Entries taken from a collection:
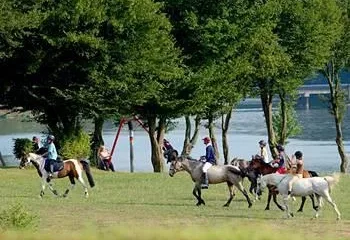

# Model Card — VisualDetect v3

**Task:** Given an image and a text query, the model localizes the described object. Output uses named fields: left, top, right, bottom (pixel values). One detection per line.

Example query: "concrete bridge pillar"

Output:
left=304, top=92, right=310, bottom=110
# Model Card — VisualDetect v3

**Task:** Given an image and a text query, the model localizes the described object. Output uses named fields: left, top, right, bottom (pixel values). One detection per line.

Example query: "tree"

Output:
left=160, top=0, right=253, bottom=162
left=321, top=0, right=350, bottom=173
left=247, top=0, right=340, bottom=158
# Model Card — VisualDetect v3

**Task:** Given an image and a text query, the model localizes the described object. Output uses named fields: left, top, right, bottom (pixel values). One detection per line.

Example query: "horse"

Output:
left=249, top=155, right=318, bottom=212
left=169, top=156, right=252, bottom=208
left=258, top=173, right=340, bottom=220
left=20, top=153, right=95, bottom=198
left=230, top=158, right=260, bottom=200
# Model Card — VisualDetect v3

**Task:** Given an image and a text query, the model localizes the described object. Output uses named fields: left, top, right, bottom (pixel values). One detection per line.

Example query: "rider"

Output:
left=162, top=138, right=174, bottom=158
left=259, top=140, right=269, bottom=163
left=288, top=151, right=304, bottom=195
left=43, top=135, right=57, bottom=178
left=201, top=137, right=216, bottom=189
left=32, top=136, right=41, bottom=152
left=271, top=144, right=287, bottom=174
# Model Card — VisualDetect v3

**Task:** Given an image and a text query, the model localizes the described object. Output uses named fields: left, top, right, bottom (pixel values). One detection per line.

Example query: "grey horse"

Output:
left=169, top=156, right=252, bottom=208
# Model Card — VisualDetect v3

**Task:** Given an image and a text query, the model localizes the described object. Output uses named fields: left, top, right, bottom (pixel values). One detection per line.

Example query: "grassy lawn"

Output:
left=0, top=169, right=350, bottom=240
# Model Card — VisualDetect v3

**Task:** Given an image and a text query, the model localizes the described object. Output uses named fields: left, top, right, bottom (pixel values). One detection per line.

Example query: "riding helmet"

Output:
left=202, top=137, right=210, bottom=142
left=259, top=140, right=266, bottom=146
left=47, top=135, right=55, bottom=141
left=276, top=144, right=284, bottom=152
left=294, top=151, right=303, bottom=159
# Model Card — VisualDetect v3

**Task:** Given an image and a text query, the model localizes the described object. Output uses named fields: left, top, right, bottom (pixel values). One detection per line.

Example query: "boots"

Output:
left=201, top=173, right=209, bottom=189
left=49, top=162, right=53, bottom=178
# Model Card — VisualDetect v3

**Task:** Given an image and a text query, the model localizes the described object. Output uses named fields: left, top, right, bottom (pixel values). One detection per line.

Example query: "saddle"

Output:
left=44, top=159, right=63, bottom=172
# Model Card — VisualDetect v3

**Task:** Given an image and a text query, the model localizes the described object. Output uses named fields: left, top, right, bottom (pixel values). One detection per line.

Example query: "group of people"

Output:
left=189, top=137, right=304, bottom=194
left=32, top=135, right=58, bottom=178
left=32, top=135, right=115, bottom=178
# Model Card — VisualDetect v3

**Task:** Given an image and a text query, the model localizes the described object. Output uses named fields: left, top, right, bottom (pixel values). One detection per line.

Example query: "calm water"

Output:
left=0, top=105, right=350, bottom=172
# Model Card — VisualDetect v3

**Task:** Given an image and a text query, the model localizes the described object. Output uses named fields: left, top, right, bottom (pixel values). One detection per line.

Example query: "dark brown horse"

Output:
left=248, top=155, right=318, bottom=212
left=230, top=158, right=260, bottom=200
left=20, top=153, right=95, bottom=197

--

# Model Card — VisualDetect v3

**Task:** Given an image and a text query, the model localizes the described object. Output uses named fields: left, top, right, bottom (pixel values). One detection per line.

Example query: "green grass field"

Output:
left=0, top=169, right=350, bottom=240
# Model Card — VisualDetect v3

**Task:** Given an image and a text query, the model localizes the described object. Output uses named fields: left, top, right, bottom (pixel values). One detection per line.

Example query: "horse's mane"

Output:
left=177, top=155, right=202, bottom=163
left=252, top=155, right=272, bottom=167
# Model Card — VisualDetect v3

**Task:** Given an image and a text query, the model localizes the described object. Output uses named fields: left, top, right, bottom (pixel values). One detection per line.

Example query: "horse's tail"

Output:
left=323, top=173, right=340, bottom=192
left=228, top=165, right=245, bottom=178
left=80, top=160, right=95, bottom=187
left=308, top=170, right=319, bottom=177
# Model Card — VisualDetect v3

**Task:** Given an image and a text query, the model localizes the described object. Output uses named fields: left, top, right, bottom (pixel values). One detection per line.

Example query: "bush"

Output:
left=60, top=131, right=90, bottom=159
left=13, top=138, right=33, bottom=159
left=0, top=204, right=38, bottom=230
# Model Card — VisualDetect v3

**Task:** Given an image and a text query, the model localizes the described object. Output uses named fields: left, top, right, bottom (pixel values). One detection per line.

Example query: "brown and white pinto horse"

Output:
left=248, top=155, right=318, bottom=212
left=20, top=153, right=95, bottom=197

THE PROBLEM: Gather every line of the material above that contains the word "horse" and copy each one unchanged.

EXERCISE RESPONSE:
Example query: "horse"
Example query: "grey horse"
Example query: "dark brown horse"
Example query: "horse's mane"
Example query: "horse's tail"
Example query: "brown and white pinto horse"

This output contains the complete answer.